| Work required |
Pick up the post on tracking bug cause codes below from where it stops and continue writing it.

| Text passage |
I decided that I wanted to add 2 new fields to the bug table in our tracking application:

  1. A short cause code, that categorised the cause of the defect in some logical way
  2. A text field to allow the developer to add some explanatory information.

Only the cause code was used for data analysis, so I’ll concentrate on that.

Choosing the breakdown of bug causes into categories is not trivial. Firstly you need to make sure that there is a good coverage of all the common causes of defects in your organisation (the last thing you want to accumulate lots of “none of the above” causes). Secondly, the cause codes need to suggest some form of remedial action. For example, a cause code of “code standard violation” could feed into the code review process or maybe into a tool to automatically detect some common cases. On the other hand, a cause code of “testing failure” does not suggest any useful actions that could be taken (apart from telling the testers to “work harder” or something 🙂 ). Finally, you want to make it is easy as possible for the developers to choose the right code to add, so use mnemonics, UI drop-downs, mouse-over text, cheat-sheets etc.

Despite having worked at this company for something like 6 years, coming up with a good list wasn’t easy. In the end I spent a lot of time reading through lots of bug reports and associated fixes and trying out various candidates for cause codes until I got down to a list of around 30. That might sound like a lot, but they were broken down into the phase where the bug was introduced (specification, development, testing, installation and “other”). The list of defect codes I chose is down at the bottom of this post.

Having come up with a cause code list, I needed to modify our bug tracking application to maintain and report on them. This was actually pretty easy, as the application was based on our own in-house tools.

Now came the hard part – the social aspect of creating and maintaining the data. This exercise isn’t going to get very far if the developers don’t want to help. To get them on board,

  • I sold them the benefits – spending less time on fixing the same bugs again and again
  • I emphasised that this was a non-judgmental process – it wasn’t important who created the bug, but rather how we could stop it happening again.

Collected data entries
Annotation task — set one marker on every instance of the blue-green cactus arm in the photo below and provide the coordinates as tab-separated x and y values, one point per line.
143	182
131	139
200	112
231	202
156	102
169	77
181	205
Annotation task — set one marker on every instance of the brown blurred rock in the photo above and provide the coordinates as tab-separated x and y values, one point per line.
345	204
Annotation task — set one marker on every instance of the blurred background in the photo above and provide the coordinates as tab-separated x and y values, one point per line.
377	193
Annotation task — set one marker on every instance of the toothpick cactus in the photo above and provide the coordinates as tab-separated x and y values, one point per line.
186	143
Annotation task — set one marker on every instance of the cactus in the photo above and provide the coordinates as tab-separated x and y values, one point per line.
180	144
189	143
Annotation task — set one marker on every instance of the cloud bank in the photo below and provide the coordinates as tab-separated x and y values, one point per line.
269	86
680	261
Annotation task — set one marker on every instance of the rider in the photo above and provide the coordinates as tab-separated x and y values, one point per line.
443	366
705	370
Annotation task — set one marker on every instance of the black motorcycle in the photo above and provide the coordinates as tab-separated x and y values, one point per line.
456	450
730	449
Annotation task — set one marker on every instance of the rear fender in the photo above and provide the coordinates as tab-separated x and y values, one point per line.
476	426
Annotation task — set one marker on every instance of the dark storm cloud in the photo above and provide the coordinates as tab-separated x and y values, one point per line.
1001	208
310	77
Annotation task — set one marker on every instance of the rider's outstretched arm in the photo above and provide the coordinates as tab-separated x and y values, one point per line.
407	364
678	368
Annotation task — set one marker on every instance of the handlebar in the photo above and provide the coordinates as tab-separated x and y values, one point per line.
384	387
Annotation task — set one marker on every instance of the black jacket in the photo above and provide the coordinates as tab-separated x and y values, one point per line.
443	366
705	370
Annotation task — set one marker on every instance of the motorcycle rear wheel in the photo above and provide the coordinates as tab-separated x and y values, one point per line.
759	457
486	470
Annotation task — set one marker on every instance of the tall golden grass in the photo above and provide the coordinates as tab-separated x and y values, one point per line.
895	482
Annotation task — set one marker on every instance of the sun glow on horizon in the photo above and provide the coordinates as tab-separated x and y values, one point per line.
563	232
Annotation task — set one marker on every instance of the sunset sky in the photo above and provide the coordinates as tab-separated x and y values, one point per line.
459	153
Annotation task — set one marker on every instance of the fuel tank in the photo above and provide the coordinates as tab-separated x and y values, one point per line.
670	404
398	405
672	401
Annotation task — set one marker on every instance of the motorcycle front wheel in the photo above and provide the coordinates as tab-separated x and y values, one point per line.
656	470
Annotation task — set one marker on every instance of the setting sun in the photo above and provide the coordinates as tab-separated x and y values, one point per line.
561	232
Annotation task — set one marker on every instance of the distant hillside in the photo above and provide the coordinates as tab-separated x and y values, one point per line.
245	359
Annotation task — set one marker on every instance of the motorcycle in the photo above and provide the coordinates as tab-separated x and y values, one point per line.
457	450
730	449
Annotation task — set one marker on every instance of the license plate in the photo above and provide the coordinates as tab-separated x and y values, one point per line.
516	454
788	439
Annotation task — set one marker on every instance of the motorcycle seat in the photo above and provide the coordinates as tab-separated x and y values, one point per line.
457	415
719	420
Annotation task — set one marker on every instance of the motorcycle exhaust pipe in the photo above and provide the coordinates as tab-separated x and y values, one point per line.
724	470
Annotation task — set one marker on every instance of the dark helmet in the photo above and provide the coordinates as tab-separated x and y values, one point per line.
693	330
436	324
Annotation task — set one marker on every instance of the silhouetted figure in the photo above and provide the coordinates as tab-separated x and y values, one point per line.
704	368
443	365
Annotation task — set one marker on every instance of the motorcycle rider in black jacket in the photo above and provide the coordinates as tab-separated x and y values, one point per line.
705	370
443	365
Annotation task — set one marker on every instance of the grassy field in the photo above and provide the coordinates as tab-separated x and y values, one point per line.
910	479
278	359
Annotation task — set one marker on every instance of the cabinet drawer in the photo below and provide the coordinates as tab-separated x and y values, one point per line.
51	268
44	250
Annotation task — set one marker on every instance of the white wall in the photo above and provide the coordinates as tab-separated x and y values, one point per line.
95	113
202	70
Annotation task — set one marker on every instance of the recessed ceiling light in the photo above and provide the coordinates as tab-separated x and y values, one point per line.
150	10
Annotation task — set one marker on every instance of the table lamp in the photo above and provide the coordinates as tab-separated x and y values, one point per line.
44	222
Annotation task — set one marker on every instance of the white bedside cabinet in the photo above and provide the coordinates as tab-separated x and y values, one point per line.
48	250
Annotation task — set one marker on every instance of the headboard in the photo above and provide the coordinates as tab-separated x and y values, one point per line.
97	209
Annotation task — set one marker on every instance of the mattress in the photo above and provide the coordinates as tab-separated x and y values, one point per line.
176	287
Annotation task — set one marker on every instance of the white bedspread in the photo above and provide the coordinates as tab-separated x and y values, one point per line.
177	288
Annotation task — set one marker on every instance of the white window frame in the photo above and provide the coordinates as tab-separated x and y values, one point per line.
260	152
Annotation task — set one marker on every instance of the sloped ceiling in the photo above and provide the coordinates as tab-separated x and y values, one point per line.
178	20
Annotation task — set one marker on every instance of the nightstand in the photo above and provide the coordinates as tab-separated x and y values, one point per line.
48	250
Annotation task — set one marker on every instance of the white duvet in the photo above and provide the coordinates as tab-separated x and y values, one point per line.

| Written answer |
  • I requested that if people weren’t sure what cause to assign, they could easily refer it to me to decide – that helps to prevent people entering garbage values.

To get the ball rolling I decided to go over the previous 6-9 months of bugs and assign cause codes to them all. This had several benefits. Firstly, it gave me a good feel for how the system worked; I tweaked a few things to make the process easier. Secondly, it gave us a baseline of data to begin analysis with. That meant we could get some results out right from the start. Finally, it also meant that none of the other developers could complain about the effort on their part 🙂 .

In the end, the developers were happy to help maintain the data. I didn’t need management backing to push the process forward.


What kind of information can you get from this kind of data?

Firstly, just reviewing all the bugs in each category gives you a real insight into common factors. It can be a revelation to see how many bugs arise from essentially the same underlying cause.

Grouping cause codes by the phase in which they were introduced also gives you some higher-level ideas about where some of your problems lie.

Cross-referencing with bug severity gives you another dimension to the data. You can use this to help decide which bug causes you should attack first.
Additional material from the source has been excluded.